*Tâche donnée 1*: Recopiez à l'identique les lignes des entrées situées entre celle qui contient « Can you tell me where the green grass patch » et celle qui contient « [901,175,1104,405] », ces deux lignes comprises.

*Document*:
-------

Les Remarques sur la langue françoise, vtiles à ceux qui veulent bien parler et bien escrire, par Vaugelas, publiées seulement « le huitiesme iour d’Octobre 1647[1] » mais commencées fort longtemps auparavant, devinrent le manuel et le code de ces réunions. Doué d’un jugement sûr et d’un tact exquis, Vaugelas n’employait pas exclusivement ces précieuses qualités à l’examen des questions grammaticales : il savait voir juste en d’autres matières, et appréciait très finement le caractère de notre nation ainsi que les défauts et les qualités du public auquel il adressait son livre. À ceux qui lui reprochaient de n’y avoir pas introduit l’ordre suivi d’ordinaire dans les traités grammaticaux, il répondait d’une façon fort judicieuse :

« Pour en parler sainement, il ne seruiroit qu’à ceux qui sçauent la langue Latine, et par conséquent toutes les parties de la Grammaire ; car pour les autres qui n’ayant point estudié ne sçauront ce que c’est que de toutes les parties de l’Oraison, tant s’en faut que cet ordre leur agreast ny leur donnast aucun auantage, qu’il pourroit les effaroucher, et leur faire croire qu’ils n’y comprendront rien, quoy qu’en effet elles (ces remarques) soient, ce me semble, conceuës d’vne sorte, que les femmes et tous ceux qui n’ont nulle teinture de la langue Latine, en peuuent tirer du profit[2]. »

-------

Entrées d'annotation de régions:
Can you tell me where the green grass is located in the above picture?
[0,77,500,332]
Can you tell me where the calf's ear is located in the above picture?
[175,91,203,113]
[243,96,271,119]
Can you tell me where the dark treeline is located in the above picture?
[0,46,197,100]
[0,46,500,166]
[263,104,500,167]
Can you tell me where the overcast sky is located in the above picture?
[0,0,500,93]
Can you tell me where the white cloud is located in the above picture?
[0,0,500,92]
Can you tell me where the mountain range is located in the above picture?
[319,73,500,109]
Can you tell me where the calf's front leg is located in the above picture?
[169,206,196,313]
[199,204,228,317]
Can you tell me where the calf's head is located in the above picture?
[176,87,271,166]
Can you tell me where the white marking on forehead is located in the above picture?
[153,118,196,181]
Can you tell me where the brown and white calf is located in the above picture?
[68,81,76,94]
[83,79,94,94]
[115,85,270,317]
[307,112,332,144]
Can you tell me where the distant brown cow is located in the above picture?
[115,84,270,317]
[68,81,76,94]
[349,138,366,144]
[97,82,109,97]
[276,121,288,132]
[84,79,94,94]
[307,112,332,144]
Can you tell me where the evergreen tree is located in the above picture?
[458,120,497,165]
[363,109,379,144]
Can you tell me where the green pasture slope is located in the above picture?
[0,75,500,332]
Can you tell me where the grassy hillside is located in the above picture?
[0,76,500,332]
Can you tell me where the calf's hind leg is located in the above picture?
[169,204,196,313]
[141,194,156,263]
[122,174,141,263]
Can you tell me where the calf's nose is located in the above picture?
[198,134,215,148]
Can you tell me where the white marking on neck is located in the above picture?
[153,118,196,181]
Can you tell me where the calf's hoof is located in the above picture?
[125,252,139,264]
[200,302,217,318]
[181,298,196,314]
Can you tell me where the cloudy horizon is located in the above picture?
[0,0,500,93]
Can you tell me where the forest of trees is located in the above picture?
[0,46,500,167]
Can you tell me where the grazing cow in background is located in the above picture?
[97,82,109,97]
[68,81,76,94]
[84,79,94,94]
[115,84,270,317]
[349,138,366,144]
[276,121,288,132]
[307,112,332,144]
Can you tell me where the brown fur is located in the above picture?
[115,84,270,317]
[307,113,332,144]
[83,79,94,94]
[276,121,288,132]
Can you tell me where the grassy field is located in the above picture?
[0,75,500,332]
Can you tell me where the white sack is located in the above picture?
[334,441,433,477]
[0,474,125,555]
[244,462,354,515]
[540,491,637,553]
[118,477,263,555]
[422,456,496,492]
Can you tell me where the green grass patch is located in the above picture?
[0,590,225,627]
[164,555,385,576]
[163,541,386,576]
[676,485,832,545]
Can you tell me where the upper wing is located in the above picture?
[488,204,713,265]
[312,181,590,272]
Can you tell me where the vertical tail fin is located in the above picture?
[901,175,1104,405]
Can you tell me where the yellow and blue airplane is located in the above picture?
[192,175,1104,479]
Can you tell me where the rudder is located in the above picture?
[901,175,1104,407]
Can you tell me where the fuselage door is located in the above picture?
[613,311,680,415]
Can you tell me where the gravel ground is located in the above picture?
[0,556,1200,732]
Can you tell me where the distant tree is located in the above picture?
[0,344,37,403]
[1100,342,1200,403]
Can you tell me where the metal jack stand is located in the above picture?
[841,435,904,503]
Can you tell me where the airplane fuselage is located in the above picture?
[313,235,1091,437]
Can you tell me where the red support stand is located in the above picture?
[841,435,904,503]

-------

*Tâche donnée 2*: Traduisez en anglais cette phrase du document : « Doué d’un jugement sûr et d’un tact exquis, Vaugelas n’employait pas exclusivement ces précieuses qualités à l’examen des questions grammaticales : il savait voir juste en d’autres matières, et appréciait très finement le caractère de notre nation ainsi que les défauts et les qualités du public auquel il adressait son livre. »

*Réponse 1*:
Can you tell me where the green grass patch is located in the above picture?
[0,590,225,627]
[164,555,385,576]
[163,541,386,576]
[676,485,832,545]
Can you tell me where the upper wing is located in the above picture?
[488,204,713,265]
[312,181,590,272]
Can you tell me where the vertical tail fin is located in the above picture?
[901,175,1104,405]

*Réponse 2*: Endowed with sound judgment and exquisite tact, Vaugelas did not use these precious qualities solely for examining grammatical questions: he knew how to see clearly in other matters, and he very finely appreciated the character of our nation as well as the faults and qualities of the public to whom he addressed his book.